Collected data

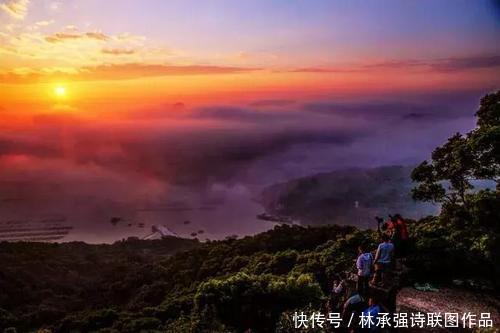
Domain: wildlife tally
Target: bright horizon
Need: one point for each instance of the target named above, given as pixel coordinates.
(107, 107)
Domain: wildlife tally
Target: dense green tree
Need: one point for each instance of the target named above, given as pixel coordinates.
(447, 177)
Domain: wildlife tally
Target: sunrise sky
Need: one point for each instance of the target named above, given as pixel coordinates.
(220, 98)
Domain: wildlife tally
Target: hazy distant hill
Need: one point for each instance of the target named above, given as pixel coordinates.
(352, 196)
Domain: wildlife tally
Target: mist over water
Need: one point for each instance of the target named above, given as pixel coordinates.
(201, 170)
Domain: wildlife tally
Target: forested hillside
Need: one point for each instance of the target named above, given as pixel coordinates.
(176, 285)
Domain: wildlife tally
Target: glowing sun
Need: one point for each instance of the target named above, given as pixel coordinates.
(60, 91)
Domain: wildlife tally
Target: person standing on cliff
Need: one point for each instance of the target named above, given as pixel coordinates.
(364, 265)
(383, 259)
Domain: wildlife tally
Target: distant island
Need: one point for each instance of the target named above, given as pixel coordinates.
(352, 197)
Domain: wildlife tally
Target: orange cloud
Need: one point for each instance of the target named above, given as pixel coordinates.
(15, 8)
(118, 72)
(63, 36)
(116, 51)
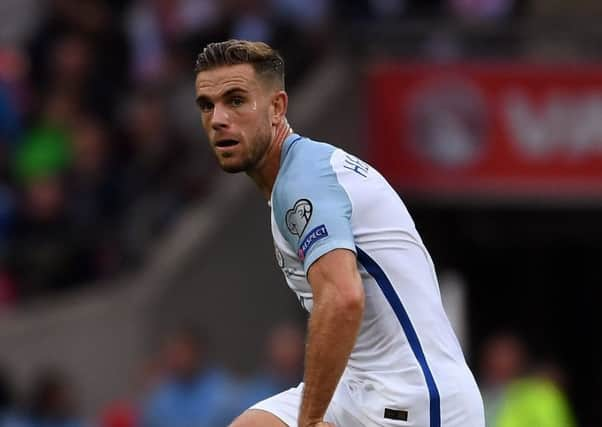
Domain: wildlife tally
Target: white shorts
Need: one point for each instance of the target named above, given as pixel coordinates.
(351, 407)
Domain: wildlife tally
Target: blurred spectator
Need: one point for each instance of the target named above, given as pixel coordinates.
(536, 400)
(156, 183)
(69, 52)
(192, 392)
(94, 196)
(516, 396)
(283, 365)
(52, 402)
(7, 408)
(503, 359)
(155, 27)
(46, 253)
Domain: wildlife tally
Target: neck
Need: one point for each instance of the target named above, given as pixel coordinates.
(264, 175)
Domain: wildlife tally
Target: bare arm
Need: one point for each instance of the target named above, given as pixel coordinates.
(338, 307)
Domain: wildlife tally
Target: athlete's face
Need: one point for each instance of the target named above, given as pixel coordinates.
(237, 111)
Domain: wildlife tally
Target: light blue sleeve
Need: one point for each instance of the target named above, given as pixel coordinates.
(311, 208)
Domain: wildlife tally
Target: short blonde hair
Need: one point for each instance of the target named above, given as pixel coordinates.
(265, 60)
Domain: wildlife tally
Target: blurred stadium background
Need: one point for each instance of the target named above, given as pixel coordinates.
(133, 273)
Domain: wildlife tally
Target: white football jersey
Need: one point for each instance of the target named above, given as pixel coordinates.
(406, 356)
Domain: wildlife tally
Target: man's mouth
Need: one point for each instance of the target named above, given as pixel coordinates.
(223, 143)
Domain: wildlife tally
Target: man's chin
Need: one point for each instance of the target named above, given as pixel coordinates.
(233, 167)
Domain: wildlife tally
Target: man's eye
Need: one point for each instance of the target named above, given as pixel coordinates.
(205, 107)
(237, 101)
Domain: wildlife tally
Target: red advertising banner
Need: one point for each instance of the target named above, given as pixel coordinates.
(488, 129)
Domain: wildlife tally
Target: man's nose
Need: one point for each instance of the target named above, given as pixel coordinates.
(220, 118)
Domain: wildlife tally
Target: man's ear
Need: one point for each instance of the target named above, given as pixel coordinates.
(279, 107)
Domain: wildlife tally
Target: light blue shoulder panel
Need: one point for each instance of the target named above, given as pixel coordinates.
(311, 208)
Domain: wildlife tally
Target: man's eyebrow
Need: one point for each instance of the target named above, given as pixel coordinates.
(234, 90)
(202, 98)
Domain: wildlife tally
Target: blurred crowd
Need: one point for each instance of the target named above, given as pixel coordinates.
(180, 387)
(100, 142)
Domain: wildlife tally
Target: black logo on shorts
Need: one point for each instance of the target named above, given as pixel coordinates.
(298, 217)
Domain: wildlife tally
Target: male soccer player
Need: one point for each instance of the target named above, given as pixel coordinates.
(380, 350)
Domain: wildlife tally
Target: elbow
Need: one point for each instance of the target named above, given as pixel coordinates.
(352, 302)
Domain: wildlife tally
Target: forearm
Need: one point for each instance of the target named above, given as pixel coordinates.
(333, 328)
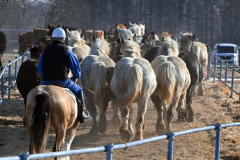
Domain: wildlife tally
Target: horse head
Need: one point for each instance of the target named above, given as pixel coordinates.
(35, 52)
(186, 41)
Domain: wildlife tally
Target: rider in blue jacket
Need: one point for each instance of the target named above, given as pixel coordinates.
(54, 65)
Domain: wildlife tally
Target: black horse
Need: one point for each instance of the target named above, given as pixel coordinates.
(3, 45)
(28, 77)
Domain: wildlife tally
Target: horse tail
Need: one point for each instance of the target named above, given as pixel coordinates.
(166, 81)
(134, 82)
(40, 122)
(98, 82)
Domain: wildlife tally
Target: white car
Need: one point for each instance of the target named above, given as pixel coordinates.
(228, 52)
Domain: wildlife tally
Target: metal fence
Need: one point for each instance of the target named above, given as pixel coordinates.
(8, 68)
(110, 147)
(222, 67)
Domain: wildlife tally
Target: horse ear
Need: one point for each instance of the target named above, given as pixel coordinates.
(193, 37)
(135, 37)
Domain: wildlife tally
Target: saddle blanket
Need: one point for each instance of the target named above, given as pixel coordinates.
(73, 97)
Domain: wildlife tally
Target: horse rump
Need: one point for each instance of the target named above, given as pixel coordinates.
(166, 81)
(40, 123)
(133, 79)
(98, 82)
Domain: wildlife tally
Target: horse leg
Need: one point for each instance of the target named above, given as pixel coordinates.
(102, 123)
(142, 108)
(70, 134)
(160, 127)
(170, 112)
(90, 106)
(190, 91)
(24, 117)
(124, 132)
(200, 89)
(181, 112)
(116, 115)
(130, 121)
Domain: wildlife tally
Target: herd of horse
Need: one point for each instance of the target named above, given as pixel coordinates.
(122, 66)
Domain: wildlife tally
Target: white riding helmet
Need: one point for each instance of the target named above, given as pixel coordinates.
(59, 32)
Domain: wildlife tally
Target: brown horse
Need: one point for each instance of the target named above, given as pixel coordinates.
(50, 108)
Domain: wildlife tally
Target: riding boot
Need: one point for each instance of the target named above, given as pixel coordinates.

## Task goal
Check each line above for the string "white" and show the ones that have it.

## Output for this task
Target: white shorts
Target: white football jersey
Target: white car
Target: white riding helmet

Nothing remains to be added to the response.